■ **Description of the task**
According to the Q&A with Andrew Rigie below, how many members does the NYC Hospitality Alliance have?
*** Opening Selected excerpt ***
Q&A: Andrew Rigie, NYC Hospitality Alliance
By Henry Street Settlement
The restaurant and hospitality industry in New York City has been steadily growing for years, with more than 25,000 eating and drinking establishments (and counting!) in the five boroughs. The majority of these businesses are small “mom and pop” operations that often are not equipped with the same resources as their bigger counterparts to deal with issues like employment arbitration or compliance.
“That’s where we come in,” says Andrew Rigie, executive director of the NYC Hospitality Alliance. “It’s important that our industry has an organization advocating for and supporting it throughout the five boroughs.” The Alliance works to foster the growth and vitality of the city’s hospitality industry by advocating on behalf of members both at the government level and in the media.
With 2,000 members—including restaurants, bars, caterers, nightclubs, cafes, coffee shops, and bakeries—the Alliance provides resources, trainings, and opportunities to network with other members throughout the sector.
The Alliance’s relationships with restaurants and hotels made for a natural match with Henry Street Settlement’s workforce and business development services—a partnership that has been going strong for the past seven years. We sat down with Rigie to talk all things hospitality—keep reading for more.
Henry Street Settlement: What are some staffing challenges that small businesses in the industry face?
Andrew Rigie, NYC Hospitality Alliance Executive Director: Because there are so many restaurants and nightlife venues, the industry employs a very large workforce that’s generally more transient than others, and there’s usually a higher turnover rate. The industry is also highly regulated; there are new laws being passed every day, and this can sometimes create confusion or concerns if a business isn’t equipped to handle it.
Henry Street: What are some of the best parts about a career in the hospitality industry?
AR: At the core, it’s all about people. It provides opportunities for people from all walks of life. You could have a college degree, or you could have not completed high school; you could have grown up in NYC or you could be a recent immigrant; but you can always find an opportunity to work. There are also so many opportunities for upward mobility—you see it all the time: the executive chef or restaurant owner who started as a line cook or a bartender.
Restaurants are always looking for new places to find workers. Hard skills are important, but when you talk to restauranteurs, they are more interested in a candidate with the right attitude, or who wants to learn—I think that’s a really special aspect of our industry.
Henry Street: Why is it important for the Alliance to partner with nonprofit workforce agencies?
AR: We are always looking to partner with local nonprofits that have a positive social impact. Our industry is vital to the economic and social fabric of the city, and part of that role is working with community stakeholders like nonprofits. Because our neighborhood restaurants and bars have deep roots in their communities, they want to work with people in the neighborhood and foster opportunities, so it makes a lot of sense for us to work with local agencies.
*** Closing Selected excerpt ***
*** Opening Provided records ***
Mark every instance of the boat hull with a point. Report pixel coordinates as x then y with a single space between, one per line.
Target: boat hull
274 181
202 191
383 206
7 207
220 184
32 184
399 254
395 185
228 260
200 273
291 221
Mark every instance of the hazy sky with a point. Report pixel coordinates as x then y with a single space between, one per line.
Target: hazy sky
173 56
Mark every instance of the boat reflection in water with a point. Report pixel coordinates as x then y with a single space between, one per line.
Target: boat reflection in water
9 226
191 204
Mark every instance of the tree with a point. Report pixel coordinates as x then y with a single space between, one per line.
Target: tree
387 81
*** Closing Provided records ***
*** Opening Provided records ***
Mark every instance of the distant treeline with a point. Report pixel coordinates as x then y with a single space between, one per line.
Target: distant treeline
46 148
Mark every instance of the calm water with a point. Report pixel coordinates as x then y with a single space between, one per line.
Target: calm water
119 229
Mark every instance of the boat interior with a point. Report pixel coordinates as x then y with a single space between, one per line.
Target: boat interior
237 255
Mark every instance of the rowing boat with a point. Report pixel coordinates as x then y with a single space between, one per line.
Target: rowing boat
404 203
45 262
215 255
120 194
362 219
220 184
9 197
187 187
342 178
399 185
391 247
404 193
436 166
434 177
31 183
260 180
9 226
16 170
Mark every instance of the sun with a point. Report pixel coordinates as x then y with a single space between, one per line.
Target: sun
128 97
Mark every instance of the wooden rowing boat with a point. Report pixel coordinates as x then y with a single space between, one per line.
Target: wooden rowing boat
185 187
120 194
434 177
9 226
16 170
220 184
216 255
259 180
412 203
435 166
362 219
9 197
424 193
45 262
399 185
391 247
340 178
*** Closing Provided records ***
■ **Exercise output**
2,000 members.